*Exercise goal:* Repeat exactly the lines of the listing from the line containing "Point to every instance of the black smartphone" through its last line, and nothing beyond them.

(Pointing records)
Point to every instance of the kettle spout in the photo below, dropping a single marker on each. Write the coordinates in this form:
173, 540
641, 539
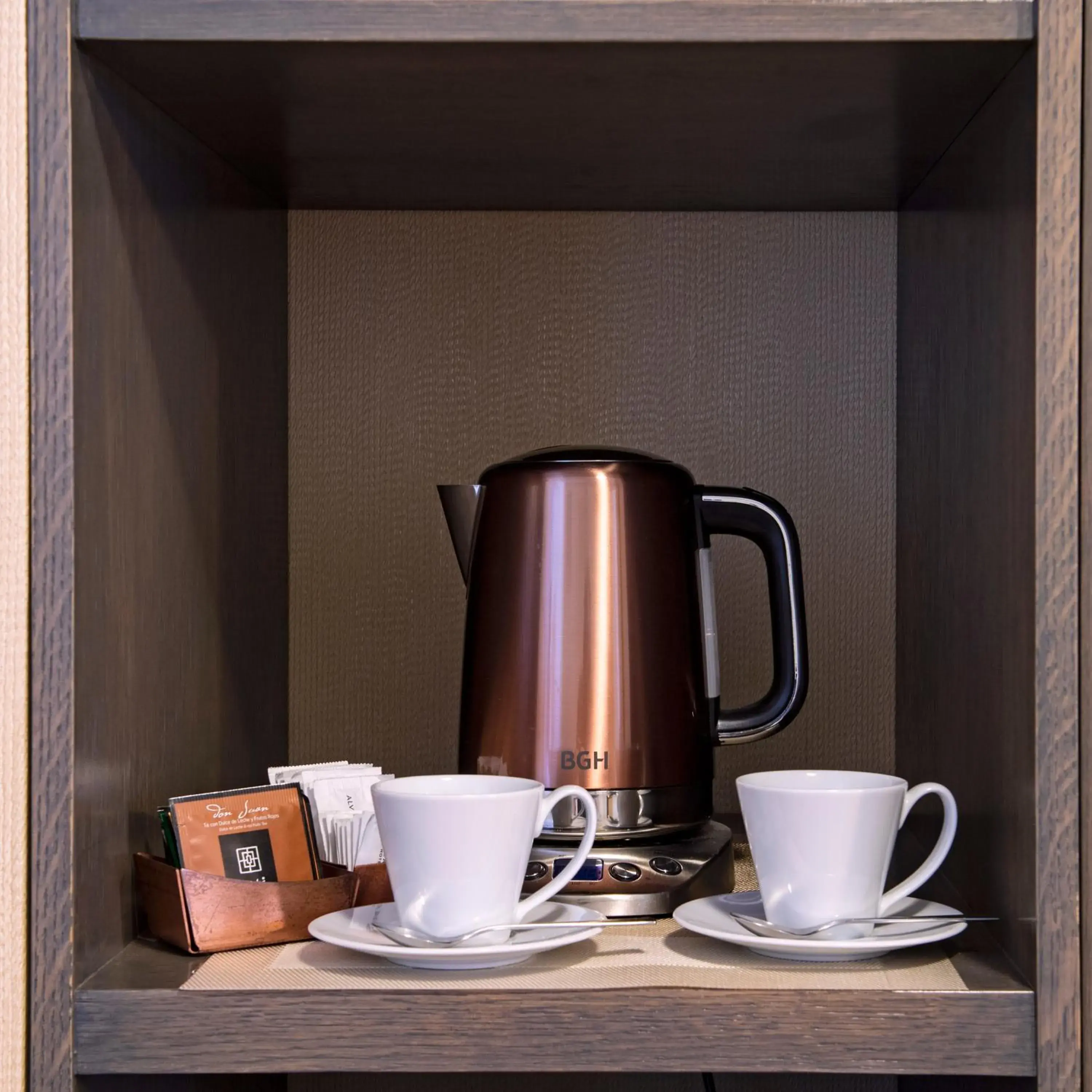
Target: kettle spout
460, 509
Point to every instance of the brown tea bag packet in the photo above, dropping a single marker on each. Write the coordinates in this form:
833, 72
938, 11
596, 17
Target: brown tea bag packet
262, 834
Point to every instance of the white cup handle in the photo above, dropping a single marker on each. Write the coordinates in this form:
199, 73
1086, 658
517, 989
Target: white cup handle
934, 861
578, 859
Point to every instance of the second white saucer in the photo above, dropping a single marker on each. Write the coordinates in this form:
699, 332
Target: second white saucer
712, 918
352, 929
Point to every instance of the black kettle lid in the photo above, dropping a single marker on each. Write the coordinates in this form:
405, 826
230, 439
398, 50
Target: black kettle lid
587, 456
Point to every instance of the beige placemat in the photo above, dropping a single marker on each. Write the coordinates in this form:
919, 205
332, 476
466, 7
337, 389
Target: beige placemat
661, 955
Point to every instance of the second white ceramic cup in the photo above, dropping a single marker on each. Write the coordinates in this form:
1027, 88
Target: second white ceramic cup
822, 841
458, 846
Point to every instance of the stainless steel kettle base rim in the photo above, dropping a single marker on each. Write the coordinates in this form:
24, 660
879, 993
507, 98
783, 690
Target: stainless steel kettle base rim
650, 876
642, 835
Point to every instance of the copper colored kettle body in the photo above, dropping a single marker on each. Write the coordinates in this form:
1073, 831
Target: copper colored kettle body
590, 652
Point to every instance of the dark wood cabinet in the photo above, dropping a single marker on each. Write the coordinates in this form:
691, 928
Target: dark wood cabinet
294, 262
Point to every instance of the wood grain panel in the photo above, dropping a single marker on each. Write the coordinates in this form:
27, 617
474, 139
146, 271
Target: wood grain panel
15, 543
182, 448
137, 1030
967, 504
1086, 585
989, 516
756, 350
589, 1083
50, 1056
553, 20
614, 126
1057, 542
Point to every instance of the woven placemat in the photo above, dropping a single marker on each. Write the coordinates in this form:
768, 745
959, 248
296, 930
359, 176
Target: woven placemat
661, 955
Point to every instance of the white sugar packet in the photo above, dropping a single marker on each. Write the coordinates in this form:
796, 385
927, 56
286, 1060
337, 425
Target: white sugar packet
340, 796
284, 775
332, 792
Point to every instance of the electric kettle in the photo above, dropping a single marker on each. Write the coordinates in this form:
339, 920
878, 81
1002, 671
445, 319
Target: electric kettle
591, 651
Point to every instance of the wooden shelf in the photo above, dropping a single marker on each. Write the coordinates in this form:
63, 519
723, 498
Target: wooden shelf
555, 20
763, 125
131, 1017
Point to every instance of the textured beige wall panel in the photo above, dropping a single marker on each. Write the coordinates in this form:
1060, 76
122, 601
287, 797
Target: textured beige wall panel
15, 542
756, 349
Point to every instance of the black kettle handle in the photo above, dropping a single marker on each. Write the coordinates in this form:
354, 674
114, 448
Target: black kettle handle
766, 523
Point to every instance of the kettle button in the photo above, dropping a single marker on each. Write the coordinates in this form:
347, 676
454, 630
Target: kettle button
668, 866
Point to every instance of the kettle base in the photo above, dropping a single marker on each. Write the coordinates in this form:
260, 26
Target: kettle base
641, 877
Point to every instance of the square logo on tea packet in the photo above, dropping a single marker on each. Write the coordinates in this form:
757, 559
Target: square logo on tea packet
248, 856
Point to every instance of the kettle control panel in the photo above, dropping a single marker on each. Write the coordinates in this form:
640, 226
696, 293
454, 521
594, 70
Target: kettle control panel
635, 878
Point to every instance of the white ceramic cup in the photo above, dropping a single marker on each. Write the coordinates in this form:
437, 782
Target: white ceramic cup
822, 841
457, 849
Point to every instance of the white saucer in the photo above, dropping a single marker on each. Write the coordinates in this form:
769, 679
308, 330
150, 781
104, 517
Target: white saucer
712, 919
351, 929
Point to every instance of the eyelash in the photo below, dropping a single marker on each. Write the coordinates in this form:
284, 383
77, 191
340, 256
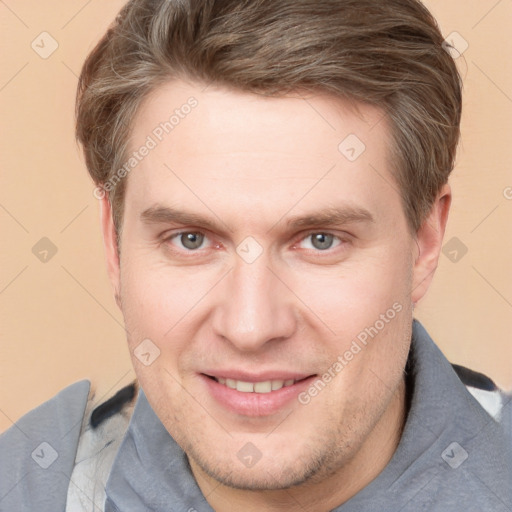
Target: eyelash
327, 252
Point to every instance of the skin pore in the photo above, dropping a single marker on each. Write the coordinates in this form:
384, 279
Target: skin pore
252, 247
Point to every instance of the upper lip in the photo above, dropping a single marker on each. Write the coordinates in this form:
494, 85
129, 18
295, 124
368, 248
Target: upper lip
257, 377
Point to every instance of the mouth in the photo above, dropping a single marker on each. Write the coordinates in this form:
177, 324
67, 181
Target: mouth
255, 397
264, 386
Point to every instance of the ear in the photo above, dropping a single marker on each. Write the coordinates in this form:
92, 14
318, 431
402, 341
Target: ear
110, 245
429, 239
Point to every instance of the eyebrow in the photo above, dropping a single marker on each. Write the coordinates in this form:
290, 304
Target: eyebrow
158, 214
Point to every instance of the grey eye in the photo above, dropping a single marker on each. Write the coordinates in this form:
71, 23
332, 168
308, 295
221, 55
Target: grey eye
192, 240
322, 241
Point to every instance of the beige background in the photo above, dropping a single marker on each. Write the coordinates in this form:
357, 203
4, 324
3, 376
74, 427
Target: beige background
59, 322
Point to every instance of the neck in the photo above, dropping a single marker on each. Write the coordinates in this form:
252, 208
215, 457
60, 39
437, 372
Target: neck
333, 490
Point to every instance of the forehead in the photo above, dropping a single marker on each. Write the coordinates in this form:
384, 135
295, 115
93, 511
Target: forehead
254, 153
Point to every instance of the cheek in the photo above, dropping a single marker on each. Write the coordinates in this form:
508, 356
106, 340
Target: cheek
353, 297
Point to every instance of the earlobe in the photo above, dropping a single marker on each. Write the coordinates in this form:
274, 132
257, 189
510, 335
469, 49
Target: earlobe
429, 240
110, 245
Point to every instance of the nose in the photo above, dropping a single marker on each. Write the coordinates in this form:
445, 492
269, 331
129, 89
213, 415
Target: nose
255, 307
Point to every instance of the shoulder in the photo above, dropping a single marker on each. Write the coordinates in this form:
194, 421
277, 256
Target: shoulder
103, 428
38, 452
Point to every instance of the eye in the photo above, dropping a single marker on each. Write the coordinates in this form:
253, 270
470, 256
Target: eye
320, 241
190, 240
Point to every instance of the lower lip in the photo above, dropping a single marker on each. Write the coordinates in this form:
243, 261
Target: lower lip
255, 404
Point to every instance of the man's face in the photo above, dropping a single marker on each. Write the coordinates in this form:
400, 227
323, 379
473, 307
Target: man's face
257, 252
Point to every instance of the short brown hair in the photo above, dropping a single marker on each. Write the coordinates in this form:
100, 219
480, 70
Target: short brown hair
389, 54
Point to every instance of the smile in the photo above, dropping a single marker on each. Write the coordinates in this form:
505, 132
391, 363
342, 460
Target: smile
266, 386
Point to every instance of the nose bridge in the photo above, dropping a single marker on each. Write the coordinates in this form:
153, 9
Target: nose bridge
254, 308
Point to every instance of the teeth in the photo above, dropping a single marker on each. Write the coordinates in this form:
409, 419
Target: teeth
255, 387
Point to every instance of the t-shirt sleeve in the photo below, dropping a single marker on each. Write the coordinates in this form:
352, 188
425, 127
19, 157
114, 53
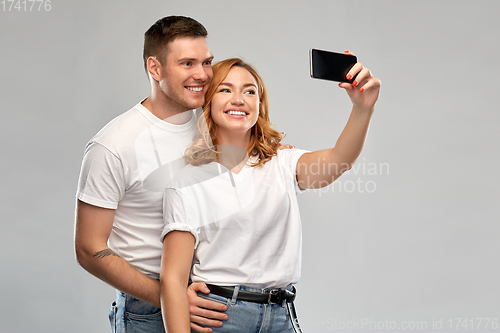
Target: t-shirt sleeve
102, 180
179, 214
289, 159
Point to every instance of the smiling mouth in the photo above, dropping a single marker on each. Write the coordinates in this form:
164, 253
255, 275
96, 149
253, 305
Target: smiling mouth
236, 113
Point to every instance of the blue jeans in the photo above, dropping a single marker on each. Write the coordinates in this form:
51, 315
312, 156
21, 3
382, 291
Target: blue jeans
130, 315
252, 317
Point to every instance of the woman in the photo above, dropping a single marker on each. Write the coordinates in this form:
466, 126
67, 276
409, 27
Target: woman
236, 203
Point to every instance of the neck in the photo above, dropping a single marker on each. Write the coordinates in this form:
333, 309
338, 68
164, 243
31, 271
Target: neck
232, 149
158, 104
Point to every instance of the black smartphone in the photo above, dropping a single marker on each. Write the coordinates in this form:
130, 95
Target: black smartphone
331, 66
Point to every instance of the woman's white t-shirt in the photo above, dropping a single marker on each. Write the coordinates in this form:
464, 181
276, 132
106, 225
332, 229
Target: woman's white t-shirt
247, 225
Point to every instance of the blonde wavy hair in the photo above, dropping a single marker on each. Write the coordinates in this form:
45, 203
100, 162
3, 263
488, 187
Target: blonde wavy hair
264, 140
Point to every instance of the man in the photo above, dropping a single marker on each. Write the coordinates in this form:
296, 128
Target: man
125, 169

*Answer to the task:*
Point to every instance of the black smartphone in the photo above, dropping a single marker on each. Write the coordinates in this form:
130, 95
Target: black smartphone
331, 66
Point to every instance of the woman's white t-shirt in the photo above, dropping a single marker on each. Write the coordinates in this form:
464, 181
276, 132
106, 225
332, 229
Target: woman's white t-shirt
247, 225
Point to every instance of the blonde wavy hair in the photo above, dropping a single marker on each. Write the coordinates in this form:
45, 203
100, 162
3, 263
488, 187
Target: blonde wavy hair
264, 140
Point to every instance of the man in the photo above, dropping a single marker on each. Write the coordinates in this form:
296, 128
Target: man
125, 169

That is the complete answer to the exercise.